List every country named in the passage about Belize's offshore petroleum moratorium.

■ Passage shown
══════════════════════════════

Next Step is Firming Up Moratorium and Moving Toward Petroleum Ban

Amanda Acosta

The surveys being conducted before the suspension was announced involved two separate methodologies: multi-beam and seep sea surveys. It is the latter that has the environmental community up in arms because, as Executive Director of the Belize Audubon Society Amanda Acosta explains, the type of survey involved leads in only one direction – to drilling for petroleum offshore Belize in sensitive areas. OCEANA’s Janelle Chanona further details how legal enforcement of the established moratorium on petroleum-related activity offshore, will solidify Belize’s position on this critical environmental issue.


Amanda Acosta, Executive Director, Belize Audubon Society

“The second was the seismic. What it is, is that there is a large initiative, called “Gigante”, and you can look it up on the T.G.S. website, and Gigante includes Mexico, Belize and Honduras, and the idea was to do some hydrocarbon mapping, to look at the reserves which were in the area. So, yes, it’s part of a bigger initiative; which is why we were even, I think from a Government end, why we were approached for this study; because everything we have been told is that the company is, or was looking to front the cost, and then from the sale of the information data and the analysis, they would recover their costs.”

══════════════════════════════

■ Dataset rows
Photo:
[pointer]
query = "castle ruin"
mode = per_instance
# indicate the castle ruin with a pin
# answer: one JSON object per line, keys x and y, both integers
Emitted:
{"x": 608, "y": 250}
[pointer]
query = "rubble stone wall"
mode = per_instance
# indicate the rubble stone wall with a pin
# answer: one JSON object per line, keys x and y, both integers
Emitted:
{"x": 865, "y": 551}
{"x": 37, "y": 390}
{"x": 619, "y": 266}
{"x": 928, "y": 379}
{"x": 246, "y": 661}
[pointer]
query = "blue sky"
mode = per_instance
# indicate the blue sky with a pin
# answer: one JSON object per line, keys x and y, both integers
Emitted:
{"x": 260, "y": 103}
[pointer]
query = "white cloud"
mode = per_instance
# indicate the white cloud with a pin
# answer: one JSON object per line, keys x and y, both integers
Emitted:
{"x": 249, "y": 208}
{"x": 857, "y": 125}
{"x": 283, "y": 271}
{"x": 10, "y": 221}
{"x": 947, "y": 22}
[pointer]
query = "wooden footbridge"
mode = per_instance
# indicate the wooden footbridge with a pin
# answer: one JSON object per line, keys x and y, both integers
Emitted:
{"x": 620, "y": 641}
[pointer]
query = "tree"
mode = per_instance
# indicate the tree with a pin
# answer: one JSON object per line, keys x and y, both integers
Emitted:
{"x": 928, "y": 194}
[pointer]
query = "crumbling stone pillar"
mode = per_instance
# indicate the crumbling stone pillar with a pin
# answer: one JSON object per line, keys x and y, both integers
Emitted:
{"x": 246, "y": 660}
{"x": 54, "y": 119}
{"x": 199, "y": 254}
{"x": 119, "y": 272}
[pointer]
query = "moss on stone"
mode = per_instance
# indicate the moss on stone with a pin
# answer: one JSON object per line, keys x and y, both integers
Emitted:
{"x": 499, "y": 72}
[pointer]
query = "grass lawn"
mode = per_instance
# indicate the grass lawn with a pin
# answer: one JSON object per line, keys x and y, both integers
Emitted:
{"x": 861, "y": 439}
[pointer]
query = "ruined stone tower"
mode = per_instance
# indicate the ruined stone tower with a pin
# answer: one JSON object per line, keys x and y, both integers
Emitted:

══════════════════════════════

■ Full solution
Belize, Mexico, Honduras